- **Problèmes et tâches**:
1. D'après le texte sur la démocratie en Tunisie, combien de jours tous les 5 ans la démocratie y est-elle constatée ?
2. Rédigez la suite du texte sur la démocratie représentative en Tunisie, à partir de sa dernière phrase.

++++ Texte extrait ++++

Et si la démocratie n’était qu’une invention de la corporatocratie : les citoyens élisent des élus et ces derniers font des lois que le peuple n’a jamais proposées ni voulues.

Par Mohamed Chawki Abid *

En Tunisie, les exemples de ce règne de la corporatocratie sont nombreux : dédommagement des Nahdhaouis pour les années qu’ils ont passées en prison, octroi d’une retraite royale aux membres de l’Assemblée nationale constituante (ANC) et de l’Assemblée des représentants du peuple (ARP), augmentation des émoluments des députés, exemption des politiciens de la conformité à la réglementation de change, dispositions fiscales inéquitables et sanctionnant les contribuables disciplinés, réconciliation avec les corrompus du régime Ben Ali, etc.

La dictature de l’oligarchie financière

En Tunisie, la démocratie n’est constatée que lors du passage aux urnes, soit un jour tous les 5 ans (1.826 jours). Ainsi, pendant les 1.825 jours restants, règne la dictature de l’oligarchie financière et politique sans aucun retour aux citoyens par voie de référendum.

D’ailleurs, l’on constate clairement que quand l’argent gouverne, l’injustice prospère, la disparité économique et sociale se dilate et l’insécurité s’installe. A qui profite la démocratie représentative ?

«La démocratie est un régime à la solde d’une minorité déconnectée, irresponsable et corrompue», dit Christophe Buffin de Chosal. «La démocratie représentative est un produit de l’oligarchie, et ne réussit que dans les pays capitalistes», renchérit Alain Badiou.

L’implémentation de la démocratie, avec ses institutions constitutionnelles, profite à la prospérité de l’oligarchie financière et économique. Ainsi, la démocratie représentative sert à protéger les intérêts inégalitaires d’une minorité asservissant le «pouvoir législatif», aux dépens des doléances du peuple vivant sous un régime totalitaire enrobé d’un vernis démocratique.

++++ Données fournies ++++

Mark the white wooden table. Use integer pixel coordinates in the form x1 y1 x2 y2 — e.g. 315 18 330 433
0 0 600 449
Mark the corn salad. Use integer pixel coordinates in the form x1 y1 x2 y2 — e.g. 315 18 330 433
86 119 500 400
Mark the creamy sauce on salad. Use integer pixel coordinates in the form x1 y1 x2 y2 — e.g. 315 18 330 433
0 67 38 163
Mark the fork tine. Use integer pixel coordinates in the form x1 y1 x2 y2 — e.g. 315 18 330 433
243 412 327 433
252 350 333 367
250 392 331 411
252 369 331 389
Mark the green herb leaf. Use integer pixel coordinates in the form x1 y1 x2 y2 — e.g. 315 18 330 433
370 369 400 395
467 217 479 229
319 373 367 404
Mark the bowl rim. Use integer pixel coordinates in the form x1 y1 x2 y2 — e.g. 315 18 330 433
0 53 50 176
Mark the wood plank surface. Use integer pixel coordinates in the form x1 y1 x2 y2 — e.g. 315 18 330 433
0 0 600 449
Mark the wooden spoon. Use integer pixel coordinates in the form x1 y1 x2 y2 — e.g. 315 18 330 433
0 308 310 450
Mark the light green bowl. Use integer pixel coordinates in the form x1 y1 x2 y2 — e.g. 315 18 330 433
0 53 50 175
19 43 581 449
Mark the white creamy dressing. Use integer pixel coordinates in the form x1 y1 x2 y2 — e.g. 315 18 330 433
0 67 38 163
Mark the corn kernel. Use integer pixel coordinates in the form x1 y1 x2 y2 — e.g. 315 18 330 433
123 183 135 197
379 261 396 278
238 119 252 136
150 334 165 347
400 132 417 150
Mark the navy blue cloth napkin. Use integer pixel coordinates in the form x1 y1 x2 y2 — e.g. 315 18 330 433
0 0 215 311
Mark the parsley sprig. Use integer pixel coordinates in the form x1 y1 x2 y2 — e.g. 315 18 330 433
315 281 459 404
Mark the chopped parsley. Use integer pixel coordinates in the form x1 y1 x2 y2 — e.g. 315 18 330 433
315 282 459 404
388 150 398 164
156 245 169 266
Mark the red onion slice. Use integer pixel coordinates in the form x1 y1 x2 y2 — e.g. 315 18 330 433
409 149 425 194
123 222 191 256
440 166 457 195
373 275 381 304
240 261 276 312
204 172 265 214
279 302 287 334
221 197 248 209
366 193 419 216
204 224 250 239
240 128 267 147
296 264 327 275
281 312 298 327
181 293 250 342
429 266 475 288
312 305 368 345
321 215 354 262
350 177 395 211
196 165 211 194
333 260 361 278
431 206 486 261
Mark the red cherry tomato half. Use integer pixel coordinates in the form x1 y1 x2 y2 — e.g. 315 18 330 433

++++

- **Réponses**:
1. Un seul jour, lors du passage aux urnes.

2.
Afin de protéger ses intérêts et de faire fructifier ses business douteux en toute légalité, l’oligarchie régnante choisit les acteurs du «pouvoir exécutif» via des députés acceptant de vendre leur intégrité.

Des «harkis» aux commandes de l’Etat

Plusieurs voix dans le monde se sont levées vainement contre les lacunes de la démocratie représentative, dont la faible représentation des minorités, la sensibilité du député à la tentation de l’argent, le dérapage entre les engagements de l’élu et ses prestations, l’aggravation de la méfiance envers les hommes politiques, la faiblesse des contre-pouvoirs, l’abondance de l’abstention…

Coluche disait quelque chose qui s’avère juste aujourd’hui: «Si les élections pouvaient changer quoi que ce soit, il y a longtemps qu’elles auraient été supprimées.» En effet, si le fait de voter changeait véritablement les choses dans l’intérêt du peuple, les élections auraient été supprimées par la synarchie, qui aurait inventé un autre système pour imposer au peuple ce que bon lui semble.

Maintenant, les pays impérialistes imposent leur modèle de démocratie aux pays pauvres, pour les asservir davantage et les piller. C’est ce qui est en train de se passer en Tunisie avec en plus des «harkis» placés aux commandes de l’Etat pour accélérer le processus. Avons-nous compris pourquoi nous ont-ils imposé une coalition contre-nature Nidaa-Ennahdha, bien avant l’élection législative?

L’entente monopolistique pré-électorale entre ces deux mouvements qu’initialement tout opposait n’est qu’une escroquerie élective, à l’insu des électeurs et en infraction des principes de libre compétition en démocratie véritable.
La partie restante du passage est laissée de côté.